# Possible to CHEAPLY add insulation to a finished interior wall?



## AtlanticWBConst. (May 12, 2006)

http://www.easy2diy.com/cm/easy/diy_ht_index.asp?page_id=35720202


----------



## Bacardi 151 (May 2, 2007)

Thanks, that's EXACTLY what I was looking for!


----------



## Brik (Jan 16, 2007)

Yea, thats how you can install insulation in exiting walls. The real question is how BEST to block sound transmission between the rooms. Insulation will only give you a slight improvement. I have some scientific analysis of the effectiveness if you want the details. Options, in increasing effectiveness. Insulation additional layer of drywall, one side additional layer drywall both sides. additional layer of drywall, "decoupled' from existing wall additional layer of drywall decoupled from both walls The drywall PLUS insulation. Build a second wall, one inch from the existing wall, insulated, drywall both sides. Those would all vary in cost and complexity of course. I am of the opinion you will get very little benefit for the trouble of insulation for sound proofing. Reply back if you want more details on the specifics of the other techniques I mentioned.


----------



## troubleseeker (Sep 25, 2006)

Bacardi 151 said:


> basically my wife and I fight over tv noise...I'll play my video games in the living room while she'll watch a show in the bedroom. the living room and bedroom share an interior wall. Is there any method to drilling a small hole between every stud and spraying in some spary-instation? Or any other way without tear down the sheetrock?


 I'm witH BRIK on this one. Insulation in stud cavities has very little effect on stopping sound transmision through walls. It will help muffle noises within the bay, like insulating a bay with water pipes in it to lessen the sound of running water, but noise is basically transmitted by solid through wall connections; drywall transmitts to studs, studs transmit to drywall on other side...sound is in other room now. You must either add more mass (additional drywall glued, not mechanically fastened to the existing wall), or better yet, decouple the two sides of the wall as suggested.


----------



## Ron6519 (Mar 28, 2007)

Somebody put on a set of headphones.
Ron


----------
══════════
TASKS TO PERFORM:
(A) In the forum thread about insulating a finished wall, which two rooms share the interior wall?
(B) Reproduce the part of the forum thread starting at "I'm witH BRIK" and ending at "set of headphones.".
══════════
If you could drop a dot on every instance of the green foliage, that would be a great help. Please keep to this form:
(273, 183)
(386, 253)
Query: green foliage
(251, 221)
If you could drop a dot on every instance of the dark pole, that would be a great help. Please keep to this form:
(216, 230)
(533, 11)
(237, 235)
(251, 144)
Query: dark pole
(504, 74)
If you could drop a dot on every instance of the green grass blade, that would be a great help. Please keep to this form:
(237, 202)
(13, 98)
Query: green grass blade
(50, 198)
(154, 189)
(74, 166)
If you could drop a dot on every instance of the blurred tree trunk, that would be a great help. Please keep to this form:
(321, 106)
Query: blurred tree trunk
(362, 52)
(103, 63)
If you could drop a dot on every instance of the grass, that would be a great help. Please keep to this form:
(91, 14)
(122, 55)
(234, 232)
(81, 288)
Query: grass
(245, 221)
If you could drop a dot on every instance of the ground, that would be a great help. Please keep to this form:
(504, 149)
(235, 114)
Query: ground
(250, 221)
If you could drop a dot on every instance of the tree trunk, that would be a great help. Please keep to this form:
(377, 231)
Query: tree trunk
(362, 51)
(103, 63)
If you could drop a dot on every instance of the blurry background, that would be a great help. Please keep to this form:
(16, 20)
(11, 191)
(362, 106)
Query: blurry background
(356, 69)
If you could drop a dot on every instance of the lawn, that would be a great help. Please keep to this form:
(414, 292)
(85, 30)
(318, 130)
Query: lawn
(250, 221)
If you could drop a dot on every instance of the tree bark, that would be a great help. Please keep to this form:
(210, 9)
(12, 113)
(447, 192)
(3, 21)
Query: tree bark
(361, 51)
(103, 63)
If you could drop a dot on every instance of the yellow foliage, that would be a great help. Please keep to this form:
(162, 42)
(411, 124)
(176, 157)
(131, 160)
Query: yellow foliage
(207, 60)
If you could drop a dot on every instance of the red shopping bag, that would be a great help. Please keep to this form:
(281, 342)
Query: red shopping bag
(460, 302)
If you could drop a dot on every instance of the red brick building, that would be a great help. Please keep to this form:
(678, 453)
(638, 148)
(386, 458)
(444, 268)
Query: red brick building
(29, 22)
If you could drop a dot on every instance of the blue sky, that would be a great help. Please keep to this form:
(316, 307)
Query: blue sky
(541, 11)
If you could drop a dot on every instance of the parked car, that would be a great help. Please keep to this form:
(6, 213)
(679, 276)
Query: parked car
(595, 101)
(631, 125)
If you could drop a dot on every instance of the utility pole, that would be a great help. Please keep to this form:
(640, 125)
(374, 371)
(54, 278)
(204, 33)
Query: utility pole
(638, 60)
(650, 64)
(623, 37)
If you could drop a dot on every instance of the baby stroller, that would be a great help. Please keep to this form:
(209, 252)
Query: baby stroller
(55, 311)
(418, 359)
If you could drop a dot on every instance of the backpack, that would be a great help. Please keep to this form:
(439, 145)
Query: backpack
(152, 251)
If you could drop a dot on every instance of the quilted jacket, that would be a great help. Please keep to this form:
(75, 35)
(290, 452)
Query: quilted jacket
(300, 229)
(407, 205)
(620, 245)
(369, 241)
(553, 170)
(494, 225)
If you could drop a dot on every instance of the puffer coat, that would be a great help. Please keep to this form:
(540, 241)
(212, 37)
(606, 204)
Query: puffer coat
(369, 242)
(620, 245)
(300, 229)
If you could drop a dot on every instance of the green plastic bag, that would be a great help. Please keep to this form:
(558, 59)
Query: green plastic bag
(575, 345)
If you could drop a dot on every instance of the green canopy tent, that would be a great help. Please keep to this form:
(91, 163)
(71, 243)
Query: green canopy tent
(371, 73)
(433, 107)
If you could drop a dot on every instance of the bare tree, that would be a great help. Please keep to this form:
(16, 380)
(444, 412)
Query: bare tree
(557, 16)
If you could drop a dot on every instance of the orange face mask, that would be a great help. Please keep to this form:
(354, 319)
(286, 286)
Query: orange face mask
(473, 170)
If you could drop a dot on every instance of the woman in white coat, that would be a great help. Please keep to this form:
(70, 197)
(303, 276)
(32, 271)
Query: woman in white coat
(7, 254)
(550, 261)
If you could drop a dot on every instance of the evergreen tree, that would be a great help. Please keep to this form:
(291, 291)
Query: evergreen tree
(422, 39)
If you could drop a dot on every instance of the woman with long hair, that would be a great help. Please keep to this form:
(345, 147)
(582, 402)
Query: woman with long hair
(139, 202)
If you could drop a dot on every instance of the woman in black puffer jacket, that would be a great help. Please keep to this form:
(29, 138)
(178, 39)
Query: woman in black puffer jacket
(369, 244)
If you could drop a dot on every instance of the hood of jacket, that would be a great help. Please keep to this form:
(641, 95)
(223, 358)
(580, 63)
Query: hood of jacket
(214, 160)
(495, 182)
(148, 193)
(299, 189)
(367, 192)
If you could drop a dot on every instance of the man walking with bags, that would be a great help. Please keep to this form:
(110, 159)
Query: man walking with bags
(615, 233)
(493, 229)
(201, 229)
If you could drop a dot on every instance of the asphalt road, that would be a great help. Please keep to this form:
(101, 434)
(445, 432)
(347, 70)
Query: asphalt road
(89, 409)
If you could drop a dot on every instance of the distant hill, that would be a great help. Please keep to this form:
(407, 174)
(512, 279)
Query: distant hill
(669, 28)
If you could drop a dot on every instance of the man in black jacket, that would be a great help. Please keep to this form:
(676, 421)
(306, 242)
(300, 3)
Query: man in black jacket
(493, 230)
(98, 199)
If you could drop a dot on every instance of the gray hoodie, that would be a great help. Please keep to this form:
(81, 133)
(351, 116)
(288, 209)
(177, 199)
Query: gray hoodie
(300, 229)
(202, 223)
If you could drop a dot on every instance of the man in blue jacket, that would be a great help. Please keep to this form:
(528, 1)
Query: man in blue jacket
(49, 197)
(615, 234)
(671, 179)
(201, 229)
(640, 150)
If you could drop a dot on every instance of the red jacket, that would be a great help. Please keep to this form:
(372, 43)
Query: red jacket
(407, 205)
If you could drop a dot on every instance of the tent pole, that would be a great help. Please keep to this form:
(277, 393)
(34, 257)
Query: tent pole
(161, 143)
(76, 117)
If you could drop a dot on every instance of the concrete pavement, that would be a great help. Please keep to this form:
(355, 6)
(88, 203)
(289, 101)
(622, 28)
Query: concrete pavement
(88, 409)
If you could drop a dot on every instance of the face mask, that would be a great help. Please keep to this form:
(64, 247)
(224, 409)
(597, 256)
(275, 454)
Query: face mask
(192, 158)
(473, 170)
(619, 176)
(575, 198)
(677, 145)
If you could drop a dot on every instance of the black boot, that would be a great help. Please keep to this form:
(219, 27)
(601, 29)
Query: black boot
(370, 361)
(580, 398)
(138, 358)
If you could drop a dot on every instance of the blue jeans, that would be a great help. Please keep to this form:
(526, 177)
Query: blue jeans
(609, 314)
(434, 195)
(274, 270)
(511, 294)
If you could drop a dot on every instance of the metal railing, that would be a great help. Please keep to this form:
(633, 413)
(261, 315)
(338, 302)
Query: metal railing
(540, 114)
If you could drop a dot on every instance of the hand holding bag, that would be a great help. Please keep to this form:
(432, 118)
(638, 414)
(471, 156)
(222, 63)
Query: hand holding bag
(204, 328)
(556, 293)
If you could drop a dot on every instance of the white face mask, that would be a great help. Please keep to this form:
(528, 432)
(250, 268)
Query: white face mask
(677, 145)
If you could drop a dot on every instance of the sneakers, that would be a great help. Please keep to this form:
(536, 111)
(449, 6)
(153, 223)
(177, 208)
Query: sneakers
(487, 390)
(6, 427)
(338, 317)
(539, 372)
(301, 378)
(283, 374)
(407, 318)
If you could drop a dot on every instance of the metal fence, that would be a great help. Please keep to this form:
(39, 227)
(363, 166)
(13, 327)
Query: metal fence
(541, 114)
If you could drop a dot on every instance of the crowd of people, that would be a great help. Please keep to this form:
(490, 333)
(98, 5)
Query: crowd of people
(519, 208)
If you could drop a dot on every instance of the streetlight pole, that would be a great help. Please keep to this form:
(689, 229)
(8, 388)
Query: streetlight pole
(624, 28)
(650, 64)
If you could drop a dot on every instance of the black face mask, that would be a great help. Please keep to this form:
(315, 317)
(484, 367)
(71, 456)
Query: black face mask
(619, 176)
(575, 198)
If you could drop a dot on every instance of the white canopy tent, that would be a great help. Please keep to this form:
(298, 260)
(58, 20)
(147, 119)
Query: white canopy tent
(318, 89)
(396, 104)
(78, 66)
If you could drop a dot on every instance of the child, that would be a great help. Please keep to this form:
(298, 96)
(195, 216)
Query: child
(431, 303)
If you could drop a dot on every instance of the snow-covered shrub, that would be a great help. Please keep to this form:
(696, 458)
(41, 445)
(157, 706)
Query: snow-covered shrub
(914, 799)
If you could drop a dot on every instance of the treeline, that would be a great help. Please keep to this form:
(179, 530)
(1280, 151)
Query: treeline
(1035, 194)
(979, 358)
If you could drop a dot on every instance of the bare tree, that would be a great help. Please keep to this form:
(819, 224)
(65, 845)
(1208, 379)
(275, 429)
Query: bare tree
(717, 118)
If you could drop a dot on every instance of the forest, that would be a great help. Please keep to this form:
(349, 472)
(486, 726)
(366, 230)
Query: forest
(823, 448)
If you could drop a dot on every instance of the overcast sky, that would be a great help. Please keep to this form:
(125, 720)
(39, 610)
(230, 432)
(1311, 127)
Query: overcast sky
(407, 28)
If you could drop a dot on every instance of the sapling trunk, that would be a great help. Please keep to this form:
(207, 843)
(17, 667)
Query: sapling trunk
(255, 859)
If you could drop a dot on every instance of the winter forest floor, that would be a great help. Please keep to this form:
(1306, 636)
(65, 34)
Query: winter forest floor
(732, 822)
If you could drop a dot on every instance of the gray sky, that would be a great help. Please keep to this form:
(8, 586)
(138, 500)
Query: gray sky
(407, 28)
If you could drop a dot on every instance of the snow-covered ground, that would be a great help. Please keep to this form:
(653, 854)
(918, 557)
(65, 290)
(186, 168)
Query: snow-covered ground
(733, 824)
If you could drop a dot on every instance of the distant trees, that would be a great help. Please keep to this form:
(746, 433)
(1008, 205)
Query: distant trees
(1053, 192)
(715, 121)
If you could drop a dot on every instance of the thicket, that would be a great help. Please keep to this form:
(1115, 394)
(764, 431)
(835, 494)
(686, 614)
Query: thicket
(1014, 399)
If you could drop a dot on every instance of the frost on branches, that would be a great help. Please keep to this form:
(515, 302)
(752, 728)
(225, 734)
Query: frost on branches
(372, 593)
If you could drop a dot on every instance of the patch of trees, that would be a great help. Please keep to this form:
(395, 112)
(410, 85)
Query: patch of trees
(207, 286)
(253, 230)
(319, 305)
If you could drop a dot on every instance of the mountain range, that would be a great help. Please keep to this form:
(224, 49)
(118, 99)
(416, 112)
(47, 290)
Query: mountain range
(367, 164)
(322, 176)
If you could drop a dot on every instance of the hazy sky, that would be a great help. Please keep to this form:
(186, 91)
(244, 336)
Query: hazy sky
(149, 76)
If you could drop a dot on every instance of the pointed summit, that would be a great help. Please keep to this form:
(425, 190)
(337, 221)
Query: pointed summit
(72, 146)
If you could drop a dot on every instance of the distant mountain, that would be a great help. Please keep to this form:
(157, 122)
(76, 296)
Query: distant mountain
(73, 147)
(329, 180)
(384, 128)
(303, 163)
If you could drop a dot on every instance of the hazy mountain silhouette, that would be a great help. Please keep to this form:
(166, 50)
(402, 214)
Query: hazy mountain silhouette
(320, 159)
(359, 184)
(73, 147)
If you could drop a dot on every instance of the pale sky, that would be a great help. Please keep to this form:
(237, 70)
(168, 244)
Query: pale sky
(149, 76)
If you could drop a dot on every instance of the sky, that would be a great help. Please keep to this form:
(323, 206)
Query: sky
══════════
REPLIES:
(A) The living room and the bedroom.

(B)
I'm witH BRIK on this one. Insulation in stud cavities has very little effect on stopping sound transmision through walls. It will help muffle noises within the bay, like insulating a bay with water pipes in it to lessen the sound of running water, but noise is basically transmitted by solid through wall connections; drywall transmitts to studs, studs transmit to drywall on other side...sound is in other room now. You must either add more mass (additional drywall glued, not mechanically fastened to the existing wall), or better yet, decouple the two sides of the wall as suggested.


----------



## Ron6519 (Mar 28, 2007)

Somebody put on a set of headphones.